しかし、その後の対応ぶりには、中国の強い権力体制があったからこそ可能になったと考えられる側面が見られます。
強権国家ゆえにできたこと
人口1000万人以上の大都市を即座に封鎖したり、わずか10日間で病院を建設したり、人々の移動を強制的に停止したりするなどの措置が取られました。
さらには、AIとビッグデータを用いて、感染状況をスマートフォンで個別に判断できるアプリも開発され、多くの人々に使われました。
このような強権的な対策の結果、3月下旬には中国における感染状態が抑えられたようです。4月上旬には、武漢およびその周辺地域の封鎖が解除され、経済活動が再開されました。
ところが、アメリカやヨーロッパなどの自由主義国では、新型コロナの爆発的な感染拡大が起こり、イタリアやスペインでは医療崩壊の状況に陥っています。
こうした状況を見ていると、「疫病を抑えるためには、中国に見られるように人権を無視した強権的な政策が必要ではないのか?」という考えを否定できなくなってきます。
「自由か、それとも強権による管理か?」という古くからある問題に対して、極めて深刻な新しい事実が突きつけられていることになります。
自由か、強権による管理かという問題は、コロナ以前から、中国において顕在化していたものです。それは、 AIやビッグデータとの関連において、問われてきました。

[課題一覧]:
1. 本文に出てくる国名をすべて挙げてください。
2. 中国の強権的な新型コロナ対策を論じた本文を、最後の文の後から書き継いでください。
この後に続く行は、ここでの作業には使いません。

[収集資料]:
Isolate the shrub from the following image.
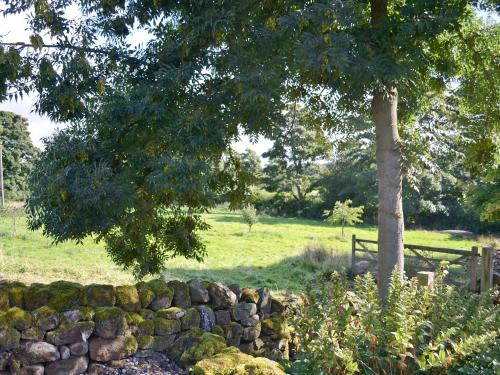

[解答]:
1. 中国、アメリカ、イタリア、スペイン

2.
例えば、電子マネーの使用実績から個人の信用度を測定する信用スコアリングが、数年前から中国で実用化されています。また、顔認証の技術も発達しており、店舗の無人化などが可能になっています。
こうした技術によって、これまではできなかった経済取引ができるようになっていることは事実です。これは、明らかに望ましい動きです。
しかし、公権力がこうした技術を用いることの危険もあります。警察や公安が、顔認証の技術を用いて犯人の検挙を行っていると言われます。また、信用スコアリングが、本来の目的である融資の審査以外にも用いられるようになっています。
これらの技術は、悪用されれば、権力が国民の生活を思うままにコントロールする道具になってしまうのです。中国ではこの数年、こうしたことが進展しつつありました。